§ **Segmentation mask data**
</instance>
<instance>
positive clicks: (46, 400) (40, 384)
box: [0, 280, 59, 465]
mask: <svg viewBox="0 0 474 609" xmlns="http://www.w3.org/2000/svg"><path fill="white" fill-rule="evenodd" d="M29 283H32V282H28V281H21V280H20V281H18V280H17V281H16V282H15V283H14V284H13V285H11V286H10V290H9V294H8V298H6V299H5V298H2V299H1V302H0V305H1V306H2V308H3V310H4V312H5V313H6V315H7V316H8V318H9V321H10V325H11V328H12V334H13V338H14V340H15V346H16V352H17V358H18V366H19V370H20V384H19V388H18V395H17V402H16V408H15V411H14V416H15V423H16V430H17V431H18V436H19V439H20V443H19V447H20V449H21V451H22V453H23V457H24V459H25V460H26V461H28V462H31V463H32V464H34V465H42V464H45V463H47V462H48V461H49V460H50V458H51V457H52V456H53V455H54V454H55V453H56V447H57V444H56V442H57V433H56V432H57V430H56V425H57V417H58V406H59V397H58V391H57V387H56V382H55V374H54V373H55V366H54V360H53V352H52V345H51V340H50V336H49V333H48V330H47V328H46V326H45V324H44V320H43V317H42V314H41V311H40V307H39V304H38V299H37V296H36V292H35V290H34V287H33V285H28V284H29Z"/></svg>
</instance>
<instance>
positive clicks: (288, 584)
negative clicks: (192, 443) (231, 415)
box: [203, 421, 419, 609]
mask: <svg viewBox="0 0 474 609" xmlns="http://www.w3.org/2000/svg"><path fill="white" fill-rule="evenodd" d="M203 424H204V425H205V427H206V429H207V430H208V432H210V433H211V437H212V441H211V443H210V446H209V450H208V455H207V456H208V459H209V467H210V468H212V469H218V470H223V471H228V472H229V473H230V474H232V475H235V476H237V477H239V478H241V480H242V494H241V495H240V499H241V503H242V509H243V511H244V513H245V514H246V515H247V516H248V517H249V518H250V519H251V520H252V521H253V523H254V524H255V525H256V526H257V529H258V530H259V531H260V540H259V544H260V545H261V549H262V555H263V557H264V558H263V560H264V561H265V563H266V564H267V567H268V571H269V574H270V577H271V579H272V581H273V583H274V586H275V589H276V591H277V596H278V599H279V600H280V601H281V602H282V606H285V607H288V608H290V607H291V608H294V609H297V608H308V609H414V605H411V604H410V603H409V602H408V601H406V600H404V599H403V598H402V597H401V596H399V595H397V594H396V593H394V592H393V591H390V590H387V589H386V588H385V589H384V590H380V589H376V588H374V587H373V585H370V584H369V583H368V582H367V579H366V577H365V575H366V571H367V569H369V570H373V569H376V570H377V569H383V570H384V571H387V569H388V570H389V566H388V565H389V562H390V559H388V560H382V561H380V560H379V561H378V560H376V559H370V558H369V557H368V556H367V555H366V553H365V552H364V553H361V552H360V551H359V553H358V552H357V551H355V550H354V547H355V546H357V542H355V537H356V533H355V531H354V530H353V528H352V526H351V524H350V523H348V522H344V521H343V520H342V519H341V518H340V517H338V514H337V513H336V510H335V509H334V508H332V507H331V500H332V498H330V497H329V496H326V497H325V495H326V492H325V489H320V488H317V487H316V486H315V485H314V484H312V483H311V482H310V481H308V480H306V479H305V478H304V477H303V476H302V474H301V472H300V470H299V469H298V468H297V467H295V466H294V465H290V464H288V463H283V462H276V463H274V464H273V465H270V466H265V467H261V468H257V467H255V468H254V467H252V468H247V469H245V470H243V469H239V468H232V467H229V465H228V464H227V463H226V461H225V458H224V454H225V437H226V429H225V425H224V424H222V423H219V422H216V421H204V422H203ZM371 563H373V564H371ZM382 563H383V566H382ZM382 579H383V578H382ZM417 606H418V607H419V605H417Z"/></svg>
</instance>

==

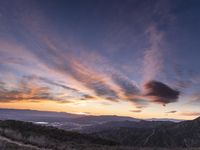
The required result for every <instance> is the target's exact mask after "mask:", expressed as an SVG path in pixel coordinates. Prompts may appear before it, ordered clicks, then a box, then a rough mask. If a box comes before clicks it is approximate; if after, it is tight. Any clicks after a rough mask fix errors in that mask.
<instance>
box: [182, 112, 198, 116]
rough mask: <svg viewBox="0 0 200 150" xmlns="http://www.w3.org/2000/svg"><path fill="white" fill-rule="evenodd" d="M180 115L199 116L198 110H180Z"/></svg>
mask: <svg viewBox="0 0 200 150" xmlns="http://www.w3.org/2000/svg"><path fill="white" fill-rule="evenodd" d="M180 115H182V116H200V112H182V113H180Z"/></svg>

§ **TASK DIRECTIONS**
Show each line of the segmentation mask data that contains the string "positive", copied in full.

§ **FINISHED EXERCISE**
positive clicks: (46, 400) (40, 384)
positive clicks: (288, 584)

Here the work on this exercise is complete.